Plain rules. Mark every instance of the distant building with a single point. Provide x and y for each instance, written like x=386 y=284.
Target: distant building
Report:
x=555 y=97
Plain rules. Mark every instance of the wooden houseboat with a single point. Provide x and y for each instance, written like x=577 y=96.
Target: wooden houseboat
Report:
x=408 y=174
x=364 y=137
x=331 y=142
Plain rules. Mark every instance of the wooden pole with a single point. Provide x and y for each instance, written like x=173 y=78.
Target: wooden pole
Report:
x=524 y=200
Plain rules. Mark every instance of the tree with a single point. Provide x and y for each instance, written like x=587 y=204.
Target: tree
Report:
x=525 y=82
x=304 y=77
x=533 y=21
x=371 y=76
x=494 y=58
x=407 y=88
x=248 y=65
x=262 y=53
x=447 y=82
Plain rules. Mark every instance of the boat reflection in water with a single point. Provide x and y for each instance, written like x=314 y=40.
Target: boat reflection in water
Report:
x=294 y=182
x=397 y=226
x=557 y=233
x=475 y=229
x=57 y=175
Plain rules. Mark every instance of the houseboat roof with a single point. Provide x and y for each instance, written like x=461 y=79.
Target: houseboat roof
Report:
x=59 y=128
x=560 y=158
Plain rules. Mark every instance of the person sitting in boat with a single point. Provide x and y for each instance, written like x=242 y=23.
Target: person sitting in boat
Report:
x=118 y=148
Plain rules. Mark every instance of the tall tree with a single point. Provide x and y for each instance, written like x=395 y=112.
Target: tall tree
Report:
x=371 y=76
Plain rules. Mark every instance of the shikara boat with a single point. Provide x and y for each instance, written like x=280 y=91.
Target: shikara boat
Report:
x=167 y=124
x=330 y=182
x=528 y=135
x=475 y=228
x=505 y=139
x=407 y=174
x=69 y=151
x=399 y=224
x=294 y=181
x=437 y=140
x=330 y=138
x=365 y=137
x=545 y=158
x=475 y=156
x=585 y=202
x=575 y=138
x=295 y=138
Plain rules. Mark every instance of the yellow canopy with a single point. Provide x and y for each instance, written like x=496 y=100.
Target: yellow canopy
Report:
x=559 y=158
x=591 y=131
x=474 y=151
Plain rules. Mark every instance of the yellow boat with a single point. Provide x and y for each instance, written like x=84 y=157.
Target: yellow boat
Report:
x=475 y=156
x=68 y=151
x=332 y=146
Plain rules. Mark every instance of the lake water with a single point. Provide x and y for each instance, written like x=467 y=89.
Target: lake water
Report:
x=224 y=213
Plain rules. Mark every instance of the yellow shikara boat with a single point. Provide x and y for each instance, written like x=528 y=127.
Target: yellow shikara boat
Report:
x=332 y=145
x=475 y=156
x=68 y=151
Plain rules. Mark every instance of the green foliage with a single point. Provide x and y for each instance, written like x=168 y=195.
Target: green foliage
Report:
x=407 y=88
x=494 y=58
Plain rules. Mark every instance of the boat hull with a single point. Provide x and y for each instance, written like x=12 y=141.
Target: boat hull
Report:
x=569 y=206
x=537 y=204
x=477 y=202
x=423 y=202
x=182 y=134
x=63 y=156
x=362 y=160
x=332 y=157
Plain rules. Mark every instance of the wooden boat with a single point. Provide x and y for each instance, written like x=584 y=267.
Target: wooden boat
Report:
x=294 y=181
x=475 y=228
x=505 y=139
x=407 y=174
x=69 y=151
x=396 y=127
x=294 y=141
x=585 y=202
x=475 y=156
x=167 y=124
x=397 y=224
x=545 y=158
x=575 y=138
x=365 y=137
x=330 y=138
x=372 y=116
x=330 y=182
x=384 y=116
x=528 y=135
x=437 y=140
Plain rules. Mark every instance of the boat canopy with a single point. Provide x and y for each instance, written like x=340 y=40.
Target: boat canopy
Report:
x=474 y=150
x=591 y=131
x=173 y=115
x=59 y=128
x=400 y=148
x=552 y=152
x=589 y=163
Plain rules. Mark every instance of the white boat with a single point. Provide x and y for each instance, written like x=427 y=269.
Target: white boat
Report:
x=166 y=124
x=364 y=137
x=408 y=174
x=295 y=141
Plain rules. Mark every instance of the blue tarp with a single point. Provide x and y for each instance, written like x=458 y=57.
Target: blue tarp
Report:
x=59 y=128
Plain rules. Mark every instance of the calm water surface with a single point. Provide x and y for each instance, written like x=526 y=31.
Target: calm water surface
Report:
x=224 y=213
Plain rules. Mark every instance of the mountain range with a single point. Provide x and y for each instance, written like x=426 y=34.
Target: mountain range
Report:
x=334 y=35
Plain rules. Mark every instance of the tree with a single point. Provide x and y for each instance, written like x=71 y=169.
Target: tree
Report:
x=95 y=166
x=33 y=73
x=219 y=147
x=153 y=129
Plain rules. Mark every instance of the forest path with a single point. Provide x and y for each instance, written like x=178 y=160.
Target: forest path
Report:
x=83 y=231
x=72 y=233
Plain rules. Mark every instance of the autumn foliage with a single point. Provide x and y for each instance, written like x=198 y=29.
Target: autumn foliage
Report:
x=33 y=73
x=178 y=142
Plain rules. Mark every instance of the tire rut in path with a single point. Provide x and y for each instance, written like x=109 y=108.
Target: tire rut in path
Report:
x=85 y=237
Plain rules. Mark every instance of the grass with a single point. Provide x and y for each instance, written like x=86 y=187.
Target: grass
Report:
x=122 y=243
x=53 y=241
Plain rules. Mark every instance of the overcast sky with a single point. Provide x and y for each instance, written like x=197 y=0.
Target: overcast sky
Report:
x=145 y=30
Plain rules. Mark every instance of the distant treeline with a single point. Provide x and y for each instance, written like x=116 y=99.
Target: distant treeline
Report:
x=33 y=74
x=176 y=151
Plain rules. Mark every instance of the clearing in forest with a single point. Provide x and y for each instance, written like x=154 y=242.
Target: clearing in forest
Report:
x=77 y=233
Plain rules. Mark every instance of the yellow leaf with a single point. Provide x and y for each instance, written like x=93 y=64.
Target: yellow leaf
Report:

■ ■ ■ ■ ■ ■ ■

* [Required action] Nothing in the records may be dropped; reproduce them exactly.

* [Solution for this exercise]
Plain rules. Mark every instance of the distant building with a single point. Provide x and y for each instance, written like x=386 y=284.
Target: distant building
Report:
x=555 y=97
Plain rules. Mark every instance of the wooden houseboat with a single point. Provide x and y for each instance, written like x=577 y=96.
Target: wooden houseboat
Report:
x=408 y=174
x=364 y=137
x=331 y=142
Plain rules. Mark every instance of the wooden pole with a single point. Provide x and y for each instance, written like x=173 y=78.
Target: wooden pole
Report:
x=524 y=200
Plain rules. Mark every instance of the tree with a single point. Provide x and y for each instance, written like x=587 y=204.
Target: tree
Report:
x=525 y=82
x=304 y=77
x=533 y=21
x=371 y=76
x=494 y=58
x=407 y=88
x=248 y=65
x=262 y=53
x=447 y=82
Plain rules. Mark every instance of the boat reflection in water with a single point. Provide x and y for each instance, written like x=314 y=40.
Target: boat reflection in water
Report:
x=294 y=182
x=397 y=226
x=557 y=233
x=475 y=229
x=57 y=175
Plain rules. Mark every instance of the houseboat roof with a single point. Provide x and y for each instance, written like x=461 y=79.
Target: houseboat roof
Report:
x=59 y=128
x=560 y=158
Plain rules. Mark every instance of the person sitting in boat with a single point. Provide x and y for each instance, written like x=242 y=23.
Target: person sitting in boat
Report:
x=118 y=148
Plain rules. Mark every instance of the tall tree with a single point. Provide x and y for each instance, written like x=395 y=112.
Target: tall tree
Report:
x=371 y=76
Plain rules. Mark every instance of the shikara boat with a single point. Provide x and y for each instance, written like x=280 y=91.
Target: shikara boat
Report:
x=167 y=124
x=330 y=182
x=528 y=135
x=475 y=228
x=505 y=139
x=407 y=174
x=69 y=151
x=399 y=224
x=294 y=181
x=437 y=140
x=330 y=138
x=365 y=137
x=545 y=158
x=475 y=156
x=585 y=202
x=575 y=138
x=295 y=138
Plain rules. Mark every instance of the yellow canopy with a single point. Provide x and y for each instance, written like x=496 y=100.
Target: yellow canopy
Report:
x=559 y=158
x=591 y=131
x=474 y=151
Plain rules. Mark every instance of the yellow boat with a single point. Provide x and y for each instance, written like x=84 y=157.
Target: yellow boat
Report:
x=475 y=156
x=68 y=151
x=332 y=146
Plain rules. Mark every instance of the lake water with a single point. Provide x and y for each instance, written like x=467 y=89.
Target: lake water
Report:
x=224 y=213
Plain rules. Mark every instance of the yellow shikara boat with a single point. Provide x and y for each instance, written like x=528 y=127.
Target: yellow shikara boat
Report:
x=332 y=145
x=475 y=156
x=68 y=151
Plain rules. Mark every instance of the green foliage with a single point. Provide x and y for each instance, written like x=168 y=195.
Target: green foliage
Report:
x=407 y=88
x=494 y=58
Plain rules. Mark every instance of the boat hull with a single point. Provide x and y for each instance, written like x=12 y=141.
Target: boat hull
Report:
x=569 y=206
x=537 y=204
x=477 y=202
x=423 y=202
x=182 y=134
x=63 y=156
x=362 y=160
x=332 y=157
Plain rules. Mark every instance of the wooden boat with a single point. Provide x and y for each instance, written like x=584 y=267.
Target: wooden boat
Report:
x=294 y=181
x=475 y=228
x=505 y=139
x=407 y=174
x=69 y=151
x=396 y=127
x=294 y=141
x=585 y=202
x=475 y=156
x=167 y=124
x=397 y=224
x=545 y=158
x=575 y=138
x=365 y=137
x=330 y=138
x=372 y=116
x=330 y=182
x=384 y=116
x=528 y=135
x=437 y=140
Plain rules. Mark every instance of the boat canopy with a single point. Provide x and y for each instance, written like x=340 y=40.
Target: boat canopy
Report:
x=474 y=150
x=591 y=131
x=173 y=115
x=59 y=128
x=400 y=148
x=552 y=152
x=589 y=163
Plain rules. Mark every instance of the white boat with a single point. Provide x and y for each instance, written like x=427 y=269.
Target: white boat
Report:
x=166 y=124
x=364 y=137
x=408 y=174
x=295 y=141
Plain rules. Mark every instance of the blue tarp with a single point. Provide x and y for each instance, written like x=458 y=57.
Target: blue tarp
Report:
x=59 y=128
Plain rules. Mark every instance of the calm water surface with a single point. Provide x and y for each instance, written like x=526 y=31.
Target: calm water surface
Report:
x=224 y=213
Plain rules. Mark every instance of the mountain range with a single point. Provide x and y for each instance, written like x=426 y=34.
Target: mountain range
Report:
x=334 y=35
Plain rules. Mark every instance of the tree with a single point. Provide x and y for each instance, written like x=71 y=169.
Target: tree
Report:
x=95 y=166
x=33 y=73
x=219 y=147
x=153 y=129
Plain rules. Mark every instance of the forest path with a single point. Provide x and y for each instance, written like x=178 y=160.
Target: forest path
Report:
x=83 y=231
x=72 y=233
Plain rules. Mark every instance of the autumn foliage with a single point. Provide x and y for each instance, written like x=198 y=29.
Target: autumn foliage
Report:
x=33 y=73
x=178 y=142
Plain rules. Mark every instance of the tire rut in path with a single point. Provide x and y for each instance, written like x=109 y=108.
Target: tire rut in path
Report:
x=85 y=237
Plain rules. Mark every instance of the grass with a single point. Provide x and y for each instance, written like x=86 y=187.
Target: grass
Report:
x=122 y=243
x=53 y=241
Plain rules. Mark every instance of the overcast sky with a single point. Provide x and y for each instance, written like x=197 y=0.
Target: overcast sky
Report:
x=145 y=30
Plain rules. Mark every instance of the distant treeline with a single point. Provide x and y for each instance, written like x=116 y=99.
Target: distant treeline
Report:
x=33 y=74
x=176 y=151
Plain rules. Mark every instance of the clearing in forest with a single point. Provide x and y for each instance, written like x=154 y=242.
Target: clearing in forest
Report:
x=77 y=233
Plain rules. Mark every instance of the yellow leaf with a single point. Provide x and y for each instance, written like x=93 y=64.
Target: yellow leaf
Report:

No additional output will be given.